■ DO THIS:
Pictures are not part of the copy; repeat everything else in the records exactly.
··· RECORDED DATA
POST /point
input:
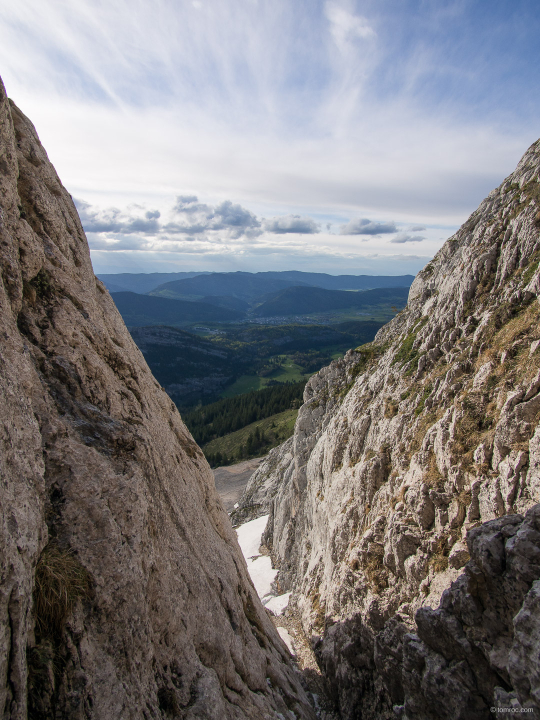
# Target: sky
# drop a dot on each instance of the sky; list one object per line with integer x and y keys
{"x": 340, "y": 136}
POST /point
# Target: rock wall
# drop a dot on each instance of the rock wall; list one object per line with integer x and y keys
{"x": 123, "y": 592}
{"x": 407, "y": 444}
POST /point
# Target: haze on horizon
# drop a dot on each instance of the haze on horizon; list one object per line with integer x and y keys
{"x": 340, "y": 136}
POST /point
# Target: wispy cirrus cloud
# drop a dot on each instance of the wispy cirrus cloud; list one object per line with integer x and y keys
{"x": 328, "y": 111}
······
■ TASK RESPONSE:
POST /point
input:
# Target: sky
# drop a dot on each instance of the sky; list one object per line with integer x and y keys
{"x": 340, "y": 136}
POST /point
# Target: rock wall
# drop a dot on each instance of the rock wall; list one object per line with integer x and y keys
{"x": 123, "y": 592}
{"x": 407, "y": 444}
POST /point
# Target: haze on horizon
# drop a dot on each instance of the haze on horizon; list one object per line with integer x and y keys
{"x": 340, "y": 136}
POST /point
# Target: wispy cirrus cloud
# drop a dot on each instance of the wispy cirrus cloud; list one object per line with integer x and y keys
{"x": 328, "y": 111}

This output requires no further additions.